* Soal Latihan 1
Menurut kutipan teks di bawah, bertawassul dengan menyebut nama Allah yang mana termasuk sebab pengkabulan doa?

* Kutipan Teks
▽

Sesungguhnya Engkau tidak menyalahi janji.”
Maka Rabb
mereka memperkenankan permohonannya (dengan berfirman), “Sesungguhnya Aku tidak
menyia-nyiakan amal orang-orang yang beramal di antara kamu, baik laki-laki
atau perempuan, (karena) sebagian kamu adalah turunan dari sebagian yang lain.
Maka orang-orang yang berhijrah, yang diusir dari kampung halamannya, yang
disakiti pada jalan-Ku, yang berperang dan yang dibunuh, pastilah akan
Ku-hapuskan kesalahan-kesalahan mereka dan pastilah Aku masukkan mereka ke
dalam surga yang mengalir sungai-sungai di bawahnya, sebagai pahala di sisi
Allah. dan Allah pada sisi-Nya pahala yang baik.” (QS. Ali ‘Imran [3]: 193-195)
Jadi,
bertawassul dengan menyebut nama Allah tersebut (Ar-Rabb), meruapakan di antara
sebab pengkabulan doa.

△

* Data Kerja
▽

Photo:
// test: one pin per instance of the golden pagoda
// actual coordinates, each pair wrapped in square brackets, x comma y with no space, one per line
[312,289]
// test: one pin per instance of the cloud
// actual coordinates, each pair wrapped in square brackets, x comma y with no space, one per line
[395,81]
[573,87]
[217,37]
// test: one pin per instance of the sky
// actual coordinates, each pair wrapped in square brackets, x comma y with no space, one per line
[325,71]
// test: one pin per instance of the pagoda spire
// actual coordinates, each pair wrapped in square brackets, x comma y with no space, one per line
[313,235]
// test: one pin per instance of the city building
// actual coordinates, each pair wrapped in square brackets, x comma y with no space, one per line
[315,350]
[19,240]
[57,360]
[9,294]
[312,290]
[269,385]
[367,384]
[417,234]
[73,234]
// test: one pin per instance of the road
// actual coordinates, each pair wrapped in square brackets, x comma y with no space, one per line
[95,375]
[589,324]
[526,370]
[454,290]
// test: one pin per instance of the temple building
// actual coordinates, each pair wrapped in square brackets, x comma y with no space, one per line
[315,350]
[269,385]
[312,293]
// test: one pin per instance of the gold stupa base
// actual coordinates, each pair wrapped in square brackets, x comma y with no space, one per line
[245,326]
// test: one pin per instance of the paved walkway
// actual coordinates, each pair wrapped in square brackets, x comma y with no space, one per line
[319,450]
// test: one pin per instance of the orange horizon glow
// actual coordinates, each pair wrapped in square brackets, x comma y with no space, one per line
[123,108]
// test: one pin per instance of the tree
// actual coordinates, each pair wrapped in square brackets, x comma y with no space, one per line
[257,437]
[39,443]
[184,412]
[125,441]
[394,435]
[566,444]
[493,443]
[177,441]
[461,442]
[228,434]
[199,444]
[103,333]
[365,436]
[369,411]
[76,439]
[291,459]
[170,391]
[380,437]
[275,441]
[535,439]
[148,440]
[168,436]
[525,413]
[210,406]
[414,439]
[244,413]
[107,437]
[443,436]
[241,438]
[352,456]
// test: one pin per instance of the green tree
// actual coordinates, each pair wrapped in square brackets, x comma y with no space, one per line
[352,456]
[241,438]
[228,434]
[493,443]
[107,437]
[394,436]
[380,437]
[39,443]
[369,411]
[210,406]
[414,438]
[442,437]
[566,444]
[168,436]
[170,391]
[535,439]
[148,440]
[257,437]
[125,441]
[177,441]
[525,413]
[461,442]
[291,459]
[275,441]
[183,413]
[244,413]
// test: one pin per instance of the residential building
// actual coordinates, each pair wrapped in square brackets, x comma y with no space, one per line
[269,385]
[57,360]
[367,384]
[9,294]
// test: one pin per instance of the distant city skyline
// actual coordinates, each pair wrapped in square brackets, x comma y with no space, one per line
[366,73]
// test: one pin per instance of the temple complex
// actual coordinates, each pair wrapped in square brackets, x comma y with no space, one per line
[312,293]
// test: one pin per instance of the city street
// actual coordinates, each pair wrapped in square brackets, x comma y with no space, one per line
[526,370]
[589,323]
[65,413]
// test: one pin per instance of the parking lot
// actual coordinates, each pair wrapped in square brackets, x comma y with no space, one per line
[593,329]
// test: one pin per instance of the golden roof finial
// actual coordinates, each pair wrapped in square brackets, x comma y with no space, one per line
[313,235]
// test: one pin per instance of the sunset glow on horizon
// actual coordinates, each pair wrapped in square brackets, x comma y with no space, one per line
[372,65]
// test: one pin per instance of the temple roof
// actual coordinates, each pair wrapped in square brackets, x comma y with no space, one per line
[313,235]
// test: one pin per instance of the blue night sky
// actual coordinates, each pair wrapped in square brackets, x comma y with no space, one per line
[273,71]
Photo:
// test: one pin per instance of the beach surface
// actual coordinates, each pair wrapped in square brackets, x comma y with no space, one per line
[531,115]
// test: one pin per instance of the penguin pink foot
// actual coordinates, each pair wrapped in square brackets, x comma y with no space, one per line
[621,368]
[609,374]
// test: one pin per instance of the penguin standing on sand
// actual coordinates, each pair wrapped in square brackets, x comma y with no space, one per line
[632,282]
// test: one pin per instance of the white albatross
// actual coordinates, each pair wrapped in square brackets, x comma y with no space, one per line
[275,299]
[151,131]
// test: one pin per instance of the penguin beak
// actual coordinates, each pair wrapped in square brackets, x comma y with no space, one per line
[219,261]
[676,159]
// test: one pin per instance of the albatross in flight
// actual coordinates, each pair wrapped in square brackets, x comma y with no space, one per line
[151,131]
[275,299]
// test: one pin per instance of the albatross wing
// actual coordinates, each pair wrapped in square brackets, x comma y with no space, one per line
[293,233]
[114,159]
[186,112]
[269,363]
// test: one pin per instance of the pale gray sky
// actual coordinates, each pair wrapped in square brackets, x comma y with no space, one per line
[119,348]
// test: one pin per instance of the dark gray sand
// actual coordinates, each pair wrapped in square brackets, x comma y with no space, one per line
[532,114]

△

* Soal Latihan 2
Kumpulkan semua baris catatan di atas yang memuat kata "glow".

* Jawaban Benar 1
Ar-Rabb.

* Jawaban Benar 2
// test: one pin per instance of the orange horizon glow
// test: one pin per instance of the sunset glow on horizon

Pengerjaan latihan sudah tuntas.